Dataset entries:
*** Block opens ***

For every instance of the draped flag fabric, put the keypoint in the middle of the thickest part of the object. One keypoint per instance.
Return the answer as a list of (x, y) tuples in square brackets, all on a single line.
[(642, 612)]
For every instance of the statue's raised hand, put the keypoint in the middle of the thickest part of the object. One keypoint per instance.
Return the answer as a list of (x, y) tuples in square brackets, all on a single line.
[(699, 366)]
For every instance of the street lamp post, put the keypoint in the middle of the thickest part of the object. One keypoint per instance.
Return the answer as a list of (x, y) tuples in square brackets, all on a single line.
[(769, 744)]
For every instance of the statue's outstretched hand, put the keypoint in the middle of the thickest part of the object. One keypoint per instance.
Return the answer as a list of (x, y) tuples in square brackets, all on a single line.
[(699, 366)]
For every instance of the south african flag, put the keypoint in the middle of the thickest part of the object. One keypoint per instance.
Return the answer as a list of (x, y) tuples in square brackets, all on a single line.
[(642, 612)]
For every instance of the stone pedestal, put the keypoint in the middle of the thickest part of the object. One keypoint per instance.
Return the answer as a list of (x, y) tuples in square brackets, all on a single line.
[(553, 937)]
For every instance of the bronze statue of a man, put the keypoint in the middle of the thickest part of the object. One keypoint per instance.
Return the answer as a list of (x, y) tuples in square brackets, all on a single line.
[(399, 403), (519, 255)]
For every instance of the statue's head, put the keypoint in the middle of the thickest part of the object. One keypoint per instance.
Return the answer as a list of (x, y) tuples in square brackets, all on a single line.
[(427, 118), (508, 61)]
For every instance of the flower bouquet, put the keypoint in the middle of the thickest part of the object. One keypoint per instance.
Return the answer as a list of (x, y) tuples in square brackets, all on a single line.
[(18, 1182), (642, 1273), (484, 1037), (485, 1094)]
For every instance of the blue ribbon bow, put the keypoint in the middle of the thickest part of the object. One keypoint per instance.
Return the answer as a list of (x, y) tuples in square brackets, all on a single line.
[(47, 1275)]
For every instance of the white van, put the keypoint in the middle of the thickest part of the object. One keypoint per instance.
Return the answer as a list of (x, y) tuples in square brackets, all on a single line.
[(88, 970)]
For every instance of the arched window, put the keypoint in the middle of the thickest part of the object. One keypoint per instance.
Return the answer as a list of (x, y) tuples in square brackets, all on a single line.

*** Block closes ***

The answer must consist of every line from the entries that holds the string "flag".

- Response to the exercise -
For every instance of the draped flag fabric, put the keypoint in the middle of the thickest part of the object. One keypoint per instance.
For every instance of the south african flag, put the keypoint in the middle of the thickest part of the object. One keypoint per instance.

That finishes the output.